## The task
Whenever "person" appears in a line, please copy that line from the data.

Spatial localization data
- - - -

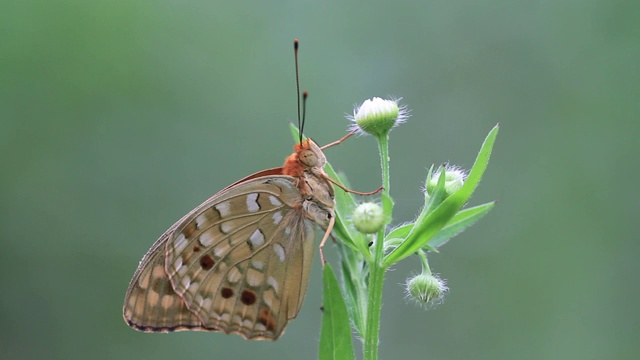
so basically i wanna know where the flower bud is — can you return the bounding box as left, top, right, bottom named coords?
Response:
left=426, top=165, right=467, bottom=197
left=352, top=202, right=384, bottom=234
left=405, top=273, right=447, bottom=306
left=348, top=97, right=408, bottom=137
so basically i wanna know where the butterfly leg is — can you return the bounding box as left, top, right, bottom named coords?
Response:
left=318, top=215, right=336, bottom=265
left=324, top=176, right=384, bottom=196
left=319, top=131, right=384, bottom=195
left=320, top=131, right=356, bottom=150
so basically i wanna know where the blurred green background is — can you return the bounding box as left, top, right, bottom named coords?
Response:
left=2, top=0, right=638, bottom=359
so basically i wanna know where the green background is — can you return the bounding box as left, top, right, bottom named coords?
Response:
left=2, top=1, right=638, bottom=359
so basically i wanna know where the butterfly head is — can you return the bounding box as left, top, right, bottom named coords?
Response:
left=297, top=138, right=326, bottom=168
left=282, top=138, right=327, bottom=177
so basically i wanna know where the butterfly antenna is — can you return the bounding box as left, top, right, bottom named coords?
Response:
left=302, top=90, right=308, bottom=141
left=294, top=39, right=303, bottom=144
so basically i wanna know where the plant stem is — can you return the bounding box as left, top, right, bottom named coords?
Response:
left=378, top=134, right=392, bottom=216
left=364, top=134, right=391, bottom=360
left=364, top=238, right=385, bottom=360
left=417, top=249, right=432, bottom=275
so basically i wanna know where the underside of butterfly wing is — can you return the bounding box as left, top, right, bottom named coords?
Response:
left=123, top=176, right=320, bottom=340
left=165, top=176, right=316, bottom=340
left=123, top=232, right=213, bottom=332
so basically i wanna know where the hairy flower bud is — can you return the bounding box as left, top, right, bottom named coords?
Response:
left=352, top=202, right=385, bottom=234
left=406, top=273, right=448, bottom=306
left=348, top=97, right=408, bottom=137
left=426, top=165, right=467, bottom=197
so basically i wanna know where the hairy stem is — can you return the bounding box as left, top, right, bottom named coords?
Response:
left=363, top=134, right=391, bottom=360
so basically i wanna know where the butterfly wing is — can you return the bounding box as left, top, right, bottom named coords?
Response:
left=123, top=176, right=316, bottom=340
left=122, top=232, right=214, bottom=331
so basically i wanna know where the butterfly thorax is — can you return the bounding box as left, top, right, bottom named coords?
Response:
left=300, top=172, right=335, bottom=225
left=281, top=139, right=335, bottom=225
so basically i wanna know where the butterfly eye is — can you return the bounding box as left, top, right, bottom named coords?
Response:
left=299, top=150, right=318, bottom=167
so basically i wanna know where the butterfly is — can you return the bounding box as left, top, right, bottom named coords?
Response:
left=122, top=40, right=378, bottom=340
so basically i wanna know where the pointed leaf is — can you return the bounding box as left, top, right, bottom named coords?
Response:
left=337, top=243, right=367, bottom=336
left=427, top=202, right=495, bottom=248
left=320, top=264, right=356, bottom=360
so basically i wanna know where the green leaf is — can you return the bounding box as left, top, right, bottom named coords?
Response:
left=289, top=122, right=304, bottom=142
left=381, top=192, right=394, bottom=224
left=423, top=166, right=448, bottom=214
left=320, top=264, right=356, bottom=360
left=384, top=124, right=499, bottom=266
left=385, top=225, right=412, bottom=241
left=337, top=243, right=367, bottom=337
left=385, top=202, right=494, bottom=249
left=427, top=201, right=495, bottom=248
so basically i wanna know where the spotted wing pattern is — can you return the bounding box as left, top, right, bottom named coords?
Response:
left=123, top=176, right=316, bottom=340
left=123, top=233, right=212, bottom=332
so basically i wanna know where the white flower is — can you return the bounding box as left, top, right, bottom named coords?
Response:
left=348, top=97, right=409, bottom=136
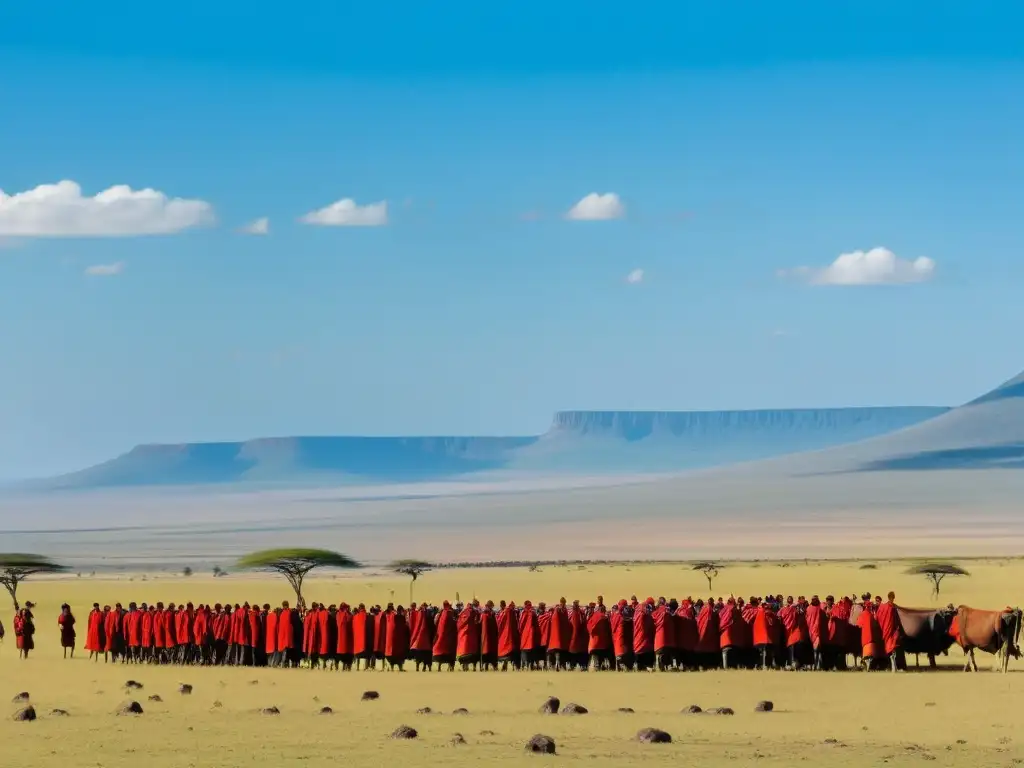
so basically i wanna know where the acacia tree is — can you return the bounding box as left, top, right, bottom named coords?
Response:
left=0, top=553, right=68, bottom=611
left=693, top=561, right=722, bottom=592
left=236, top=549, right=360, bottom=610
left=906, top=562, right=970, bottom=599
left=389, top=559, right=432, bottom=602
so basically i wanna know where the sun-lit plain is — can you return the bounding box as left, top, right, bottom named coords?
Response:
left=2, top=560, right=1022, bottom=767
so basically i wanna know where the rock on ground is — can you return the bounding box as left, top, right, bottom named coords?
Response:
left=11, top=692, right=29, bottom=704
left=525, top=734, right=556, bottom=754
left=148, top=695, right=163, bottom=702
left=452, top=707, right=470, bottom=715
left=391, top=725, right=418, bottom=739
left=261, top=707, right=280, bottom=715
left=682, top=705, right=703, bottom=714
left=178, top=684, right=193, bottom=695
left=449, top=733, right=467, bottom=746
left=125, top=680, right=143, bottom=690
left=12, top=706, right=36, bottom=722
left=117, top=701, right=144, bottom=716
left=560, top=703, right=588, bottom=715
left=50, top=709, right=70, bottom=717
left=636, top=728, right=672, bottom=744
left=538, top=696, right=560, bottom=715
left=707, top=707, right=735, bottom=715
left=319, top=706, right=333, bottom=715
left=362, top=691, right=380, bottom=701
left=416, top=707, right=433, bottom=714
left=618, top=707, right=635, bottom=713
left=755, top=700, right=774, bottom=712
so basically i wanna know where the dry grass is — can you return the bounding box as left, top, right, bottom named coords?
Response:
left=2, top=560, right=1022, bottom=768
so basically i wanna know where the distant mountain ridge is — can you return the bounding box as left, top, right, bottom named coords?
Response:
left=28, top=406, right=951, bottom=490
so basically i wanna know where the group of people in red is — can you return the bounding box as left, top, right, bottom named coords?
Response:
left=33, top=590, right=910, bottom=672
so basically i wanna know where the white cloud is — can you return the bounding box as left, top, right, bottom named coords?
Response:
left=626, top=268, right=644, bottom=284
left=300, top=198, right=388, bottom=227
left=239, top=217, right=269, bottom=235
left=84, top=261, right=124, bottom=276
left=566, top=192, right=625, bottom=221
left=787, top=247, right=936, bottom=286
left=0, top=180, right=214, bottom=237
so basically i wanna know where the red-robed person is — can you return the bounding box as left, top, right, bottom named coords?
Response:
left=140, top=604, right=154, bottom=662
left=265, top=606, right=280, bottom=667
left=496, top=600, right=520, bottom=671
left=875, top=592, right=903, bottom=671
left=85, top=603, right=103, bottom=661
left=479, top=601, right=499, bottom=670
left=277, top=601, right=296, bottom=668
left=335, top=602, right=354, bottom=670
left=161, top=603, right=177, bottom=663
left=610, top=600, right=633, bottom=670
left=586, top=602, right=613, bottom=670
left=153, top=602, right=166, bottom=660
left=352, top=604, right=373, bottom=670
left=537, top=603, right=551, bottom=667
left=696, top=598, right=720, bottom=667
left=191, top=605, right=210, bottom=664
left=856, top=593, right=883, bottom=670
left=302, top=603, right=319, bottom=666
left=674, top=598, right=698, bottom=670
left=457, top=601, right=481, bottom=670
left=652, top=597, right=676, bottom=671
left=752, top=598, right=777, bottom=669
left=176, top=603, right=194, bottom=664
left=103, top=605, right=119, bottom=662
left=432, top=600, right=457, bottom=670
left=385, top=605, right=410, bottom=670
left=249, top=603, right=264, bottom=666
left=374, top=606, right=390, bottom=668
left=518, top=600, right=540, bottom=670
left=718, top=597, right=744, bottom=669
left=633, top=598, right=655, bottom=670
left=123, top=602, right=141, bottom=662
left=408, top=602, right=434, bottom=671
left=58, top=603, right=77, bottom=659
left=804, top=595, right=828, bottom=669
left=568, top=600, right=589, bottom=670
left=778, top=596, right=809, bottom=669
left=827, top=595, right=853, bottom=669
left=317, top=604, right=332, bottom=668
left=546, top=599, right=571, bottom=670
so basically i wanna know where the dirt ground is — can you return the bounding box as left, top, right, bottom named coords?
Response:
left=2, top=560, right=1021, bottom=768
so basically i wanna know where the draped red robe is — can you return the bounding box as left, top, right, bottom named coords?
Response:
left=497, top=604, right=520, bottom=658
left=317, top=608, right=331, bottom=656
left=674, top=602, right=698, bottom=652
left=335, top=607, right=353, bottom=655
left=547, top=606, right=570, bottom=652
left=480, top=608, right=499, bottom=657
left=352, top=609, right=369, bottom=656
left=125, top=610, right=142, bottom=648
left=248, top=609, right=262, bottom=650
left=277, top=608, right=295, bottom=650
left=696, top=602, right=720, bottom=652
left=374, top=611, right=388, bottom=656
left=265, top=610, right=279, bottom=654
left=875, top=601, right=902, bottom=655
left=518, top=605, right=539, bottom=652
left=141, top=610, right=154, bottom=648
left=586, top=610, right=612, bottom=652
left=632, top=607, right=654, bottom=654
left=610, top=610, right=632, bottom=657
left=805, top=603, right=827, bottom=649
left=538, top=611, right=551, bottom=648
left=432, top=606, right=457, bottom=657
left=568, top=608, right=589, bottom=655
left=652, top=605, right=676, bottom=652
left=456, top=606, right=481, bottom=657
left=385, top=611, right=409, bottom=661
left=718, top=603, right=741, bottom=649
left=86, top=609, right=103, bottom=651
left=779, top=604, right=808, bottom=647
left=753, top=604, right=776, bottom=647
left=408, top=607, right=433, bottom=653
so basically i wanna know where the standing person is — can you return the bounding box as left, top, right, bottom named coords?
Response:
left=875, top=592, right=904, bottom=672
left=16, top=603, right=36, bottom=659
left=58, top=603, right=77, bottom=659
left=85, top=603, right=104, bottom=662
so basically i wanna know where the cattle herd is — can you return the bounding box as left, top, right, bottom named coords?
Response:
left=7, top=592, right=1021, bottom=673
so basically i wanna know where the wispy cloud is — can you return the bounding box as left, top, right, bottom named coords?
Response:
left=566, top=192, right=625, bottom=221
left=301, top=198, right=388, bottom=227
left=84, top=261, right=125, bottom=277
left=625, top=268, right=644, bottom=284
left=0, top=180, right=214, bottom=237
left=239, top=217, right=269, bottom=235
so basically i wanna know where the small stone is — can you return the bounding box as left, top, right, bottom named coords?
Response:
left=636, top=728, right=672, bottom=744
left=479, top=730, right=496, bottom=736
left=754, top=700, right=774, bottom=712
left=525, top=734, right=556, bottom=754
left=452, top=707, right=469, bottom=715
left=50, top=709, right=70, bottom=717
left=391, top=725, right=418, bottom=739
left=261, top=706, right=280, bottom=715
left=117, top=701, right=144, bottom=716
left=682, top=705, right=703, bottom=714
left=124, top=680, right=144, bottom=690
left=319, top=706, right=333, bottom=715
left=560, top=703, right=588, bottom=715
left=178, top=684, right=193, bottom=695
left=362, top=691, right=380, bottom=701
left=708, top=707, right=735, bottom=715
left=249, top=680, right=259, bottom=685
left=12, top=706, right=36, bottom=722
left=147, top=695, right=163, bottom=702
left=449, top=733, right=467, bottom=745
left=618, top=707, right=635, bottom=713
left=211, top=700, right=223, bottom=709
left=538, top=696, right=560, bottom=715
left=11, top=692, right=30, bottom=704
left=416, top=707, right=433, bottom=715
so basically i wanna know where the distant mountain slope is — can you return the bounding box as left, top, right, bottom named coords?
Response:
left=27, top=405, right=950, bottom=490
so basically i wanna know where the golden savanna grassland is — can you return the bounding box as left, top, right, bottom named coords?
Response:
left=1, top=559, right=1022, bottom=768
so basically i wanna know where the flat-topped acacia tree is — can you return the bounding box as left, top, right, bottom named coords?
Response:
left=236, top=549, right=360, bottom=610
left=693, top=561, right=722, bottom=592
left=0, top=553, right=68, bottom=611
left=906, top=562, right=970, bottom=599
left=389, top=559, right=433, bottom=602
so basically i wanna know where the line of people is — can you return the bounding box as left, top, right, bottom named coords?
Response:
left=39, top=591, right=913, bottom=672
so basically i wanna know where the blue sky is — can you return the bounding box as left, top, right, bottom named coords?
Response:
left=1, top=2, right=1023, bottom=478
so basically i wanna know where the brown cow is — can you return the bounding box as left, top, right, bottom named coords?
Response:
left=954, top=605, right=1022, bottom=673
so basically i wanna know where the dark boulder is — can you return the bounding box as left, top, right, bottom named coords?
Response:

- - - -

## Task response
so basically i wanna know where the red-robed person is — can you return the bounding box as left, top, right, bottom named coords?
so basically i wanna know where the standing person is — can you return the bounding box as left, top, right, bottom named coords?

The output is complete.